* Your task
Show each line of the material below that contains the word "bare", copying every such line in full. Case counts when matching.

-- -- --

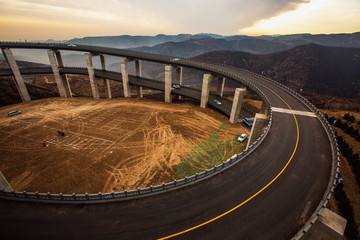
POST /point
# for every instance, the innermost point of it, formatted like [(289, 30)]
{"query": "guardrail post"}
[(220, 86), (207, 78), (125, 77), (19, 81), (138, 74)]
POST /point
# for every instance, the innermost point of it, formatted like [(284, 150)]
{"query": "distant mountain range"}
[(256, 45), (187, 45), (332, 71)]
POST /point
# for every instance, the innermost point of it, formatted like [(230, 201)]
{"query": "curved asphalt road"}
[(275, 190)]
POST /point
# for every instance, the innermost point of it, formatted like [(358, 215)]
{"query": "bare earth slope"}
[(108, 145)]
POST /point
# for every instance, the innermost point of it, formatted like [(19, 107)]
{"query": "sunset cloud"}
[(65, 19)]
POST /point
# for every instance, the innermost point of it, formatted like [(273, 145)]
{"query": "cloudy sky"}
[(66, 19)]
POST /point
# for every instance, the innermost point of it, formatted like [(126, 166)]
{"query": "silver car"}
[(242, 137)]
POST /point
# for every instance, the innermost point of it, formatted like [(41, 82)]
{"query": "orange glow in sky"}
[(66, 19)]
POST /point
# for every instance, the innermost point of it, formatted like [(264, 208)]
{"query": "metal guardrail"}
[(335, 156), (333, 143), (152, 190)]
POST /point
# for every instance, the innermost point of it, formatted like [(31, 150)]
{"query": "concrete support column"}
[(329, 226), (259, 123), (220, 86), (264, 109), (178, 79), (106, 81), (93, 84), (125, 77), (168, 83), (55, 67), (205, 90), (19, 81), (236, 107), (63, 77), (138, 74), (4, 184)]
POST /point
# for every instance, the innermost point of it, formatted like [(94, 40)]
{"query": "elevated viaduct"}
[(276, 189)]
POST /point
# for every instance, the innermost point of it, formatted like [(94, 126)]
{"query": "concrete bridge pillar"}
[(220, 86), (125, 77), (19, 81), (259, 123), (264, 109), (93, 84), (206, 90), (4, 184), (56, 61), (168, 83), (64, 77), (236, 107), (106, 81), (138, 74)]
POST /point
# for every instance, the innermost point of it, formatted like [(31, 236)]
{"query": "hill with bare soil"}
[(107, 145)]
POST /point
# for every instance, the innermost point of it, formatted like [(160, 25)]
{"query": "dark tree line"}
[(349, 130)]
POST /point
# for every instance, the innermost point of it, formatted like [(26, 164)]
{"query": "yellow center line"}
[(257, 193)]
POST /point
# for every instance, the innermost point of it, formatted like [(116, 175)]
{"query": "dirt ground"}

-- -- --

* Solution below
{"query": "bare earth slope"}
{"query": "hill with bare soil"}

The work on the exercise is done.